What is being asked
Rewrite every line of the material below, requests included, scaling each x and y coordinate in the answers by 1.5 and rounding to whole numbers, with halves rounded up. Keep the requests and their format samples unchanged.

__________

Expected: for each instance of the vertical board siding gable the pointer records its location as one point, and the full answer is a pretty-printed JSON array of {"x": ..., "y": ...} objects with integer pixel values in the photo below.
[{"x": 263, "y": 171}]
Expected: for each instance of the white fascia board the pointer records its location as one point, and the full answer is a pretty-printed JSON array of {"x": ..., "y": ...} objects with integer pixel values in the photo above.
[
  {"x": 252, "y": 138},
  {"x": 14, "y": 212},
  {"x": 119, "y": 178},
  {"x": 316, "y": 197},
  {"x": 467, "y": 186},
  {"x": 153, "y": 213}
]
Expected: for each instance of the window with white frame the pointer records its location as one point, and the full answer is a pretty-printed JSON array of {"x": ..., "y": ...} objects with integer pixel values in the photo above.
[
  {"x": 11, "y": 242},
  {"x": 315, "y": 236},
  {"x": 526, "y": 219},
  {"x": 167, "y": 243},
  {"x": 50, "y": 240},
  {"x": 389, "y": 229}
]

__________

Task output
Expected: for each instance of the vertical board siding gable the pointer records its location as one point, and the full answer is a pretty-printed JSON array of {"x": ..., "y": ...} objects with integer pixel values in the photo below.
[{"x": 395, "y": 257}]
Expected: for each instance of the white fascia board the pointer records its location as one point, and the full answer is a pretty-printed JSON array of {"x": ..., "y": ...} objects with integer pixel values in the photo above.
[
  {"x": 378, "y": 207},
  {"x": 21, "y": 318},
  {"x": 179, "y": 267},
  {"x": 474, "y": 296},
  {"x": 701, "y": 279},
  {"x": 230, "y": 320}
]
Expected: for each instance of the window with white frame the pointer records its location as one point, and the full answer is a pretty-printed JSON array of {"x": ..., "y": ...} objects with integer pixel values in the photo above.
[
  {"x": 17, "y": 363},
  {"x": 473, "y": 354},
  {"x": 789, "y": 329},
  {"x": 251, "y": 365},
  {"x": 75, "y": 360},
  {"x": 584, "y": 344}
]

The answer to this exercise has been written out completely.